● Stored dataset items

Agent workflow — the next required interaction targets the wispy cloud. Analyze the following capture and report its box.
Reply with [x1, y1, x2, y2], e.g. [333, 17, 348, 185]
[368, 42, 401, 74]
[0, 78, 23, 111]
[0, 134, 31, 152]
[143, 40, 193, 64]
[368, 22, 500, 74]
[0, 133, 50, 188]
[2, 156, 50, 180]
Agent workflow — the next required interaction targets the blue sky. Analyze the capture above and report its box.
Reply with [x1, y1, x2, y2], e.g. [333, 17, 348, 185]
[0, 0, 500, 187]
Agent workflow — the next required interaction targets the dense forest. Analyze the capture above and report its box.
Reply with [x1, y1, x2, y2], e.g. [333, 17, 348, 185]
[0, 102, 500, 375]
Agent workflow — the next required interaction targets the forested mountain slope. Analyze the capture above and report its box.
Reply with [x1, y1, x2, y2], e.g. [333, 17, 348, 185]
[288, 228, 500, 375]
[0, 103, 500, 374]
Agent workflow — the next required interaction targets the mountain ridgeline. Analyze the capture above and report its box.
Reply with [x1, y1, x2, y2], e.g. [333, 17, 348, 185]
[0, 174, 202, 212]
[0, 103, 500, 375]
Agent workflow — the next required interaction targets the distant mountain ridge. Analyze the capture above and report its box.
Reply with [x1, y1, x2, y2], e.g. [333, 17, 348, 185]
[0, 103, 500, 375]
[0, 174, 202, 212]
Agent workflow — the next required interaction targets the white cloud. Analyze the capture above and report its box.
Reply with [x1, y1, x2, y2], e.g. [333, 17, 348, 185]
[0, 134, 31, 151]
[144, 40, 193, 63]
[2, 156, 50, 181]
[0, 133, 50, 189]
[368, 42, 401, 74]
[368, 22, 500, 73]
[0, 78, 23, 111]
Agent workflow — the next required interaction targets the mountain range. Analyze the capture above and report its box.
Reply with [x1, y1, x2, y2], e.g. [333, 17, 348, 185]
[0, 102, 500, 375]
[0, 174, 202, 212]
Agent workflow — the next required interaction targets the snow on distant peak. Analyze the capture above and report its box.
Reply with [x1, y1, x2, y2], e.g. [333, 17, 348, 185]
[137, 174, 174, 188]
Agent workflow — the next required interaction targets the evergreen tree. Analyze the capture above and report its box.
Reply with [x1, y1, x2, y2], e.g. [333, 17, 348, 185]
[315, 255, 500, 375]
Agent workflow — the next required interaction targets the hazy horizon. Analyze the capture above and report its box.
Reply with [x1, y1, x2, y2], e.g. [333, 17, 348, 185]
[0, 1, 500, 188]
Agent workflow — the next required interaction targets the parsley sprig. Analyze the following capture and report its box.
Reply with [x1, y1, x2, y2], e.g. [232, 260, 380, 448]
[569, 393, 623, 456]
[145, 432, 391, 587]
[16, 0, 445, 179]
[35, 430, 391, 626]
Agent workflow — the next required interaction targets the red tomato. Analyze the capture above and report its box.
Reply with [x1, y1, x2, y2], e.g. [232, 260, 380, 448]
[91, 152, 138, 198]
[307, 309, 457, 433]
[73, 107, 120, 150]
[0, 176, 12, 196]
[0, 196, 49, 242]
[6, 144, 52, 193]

● What you are asked to do
Could you reproduce all of the records above, replacing "Agent workflow" with "Agent pipeline" each time it appears and leaving everything else unchanged?

● Worked answer
Agent pipeline — the next required interaction targets the wispy cloud. Analyze the following capture and report its box.
Reply with [x1, y1, x2, y2], e.g. [333, 17, 348, 185]
[368, 42, 401, 74]
[0, 78, 23, 111]
[0, 134, 31, 152]
[143, 40, 193, 64]
[368, 22, 500, 74]
[0, 133, 50, 188]
[2, 156, 50, 180]
Agent pipeline — the next required interaction targets the blue sky. Analyze the capture above and report its box.
Reply with [x1, y1, x2, y2], e.g. [333, 17, 348, 185]
[0, 0, 500, 187]
Agent pipeline — the next required interaction targets the dense forest. Analyze the capture above and report its box.
Reply with [x1, y1, x2, y2], e.g. [333, 17, 348, 185]
[0, 102, 500, 375]
Agent pipeline — the next required interaction targets the forested mountain slope. Analyze the capture above and report its box.
Reply with [x1, y1, x2, y2], e.g. [333, 17, 348, 185]
[288, 228, 500, 375]
[0, 103, 500, 374]
Agent pipeline — the next required interaction targets the mountain ridgeline. Analyze the capture above and report its box.
Reply with [x1, y1, x2, y2], e.g. [333, 17, 348, 185]
[0, 174, 202, 212]
[0, 103, 500, 375]
Agent pipeline — the next required interaction targets the distant mountain ridge. Analyze the capture above and report its box.
Reply with [x1, y1, x2, y2], e.g. [333, 17, 348, 185]
[0, 103, 500, 375]
[0, 174, 202, 212]
Agent pipeline — the next required interaction targets the white cloud. Analyze the capture above and report its box.
Reply with [x1, y1, x2, y2], e.g. [333, 17, 348, 185]
[0, 134, 31, 151]
[144, 40, 193, 63]
[2, 156, 50, 181]
[0, 133, 50, 189]
[368, 42, 401, 74]
[368, 22, 500, 73]
[0, 78, 23, 111]
Agent pipeline — the next required interaction targets the mountain range. Analyze the capture above and report its box.
Reply with [x1, y1, x2, y2], e.g. [333, 17, 348, 185]
[0, 102, 500, 375]
[0, 174, 202, 212]
Agent pipeline — the next required interaction targets the snow on distant peak. Analyze the capture above and report its box.
Reply with [x1, y1, x2, y2], e.g. [333, 17, 348, 185]
[137, 174, 174, 188]
Agent pipeline — the next required interaction targets the evergreen tree. Analyze the capture above and report its box.
Reply with [x1, y1, x2, y2], e.g. [333, 17, 348, 185]
[315, 255, 500, 375]
Agent pipeline — the next required interaction targets the hazy horizon. Analyze the capture above and report its box.
Reply with [x1, y1, x2, y2], e.g. [333, 17, 348, 185]
[0, 1, 500, 188]
Agent pipeline — the next required interaction targets the parsley sprig. Analyze the following capture and report its box.
Reply with [x1, y1, x2, y2], e.g. [232, 260, 380, 448]
[569, 393, 623, 456]
[145, 432, 391, 587]
[16, 0, 445, 179]
[35, 430, 391, 626]
Agent pipeline — the next required interaction targets the red tomato. Analyze the capture above and report its box.
Reply with [x1, y1, x2, y2], e.g. [232, 260, 380, 448]
[91, 152, 138, 198]
[307, 309, 457, 433]
[73, 107, 120, 150]
[0, 176, 12, 196]
[0, 196, 49, 242]
[6, 144, 52, 193]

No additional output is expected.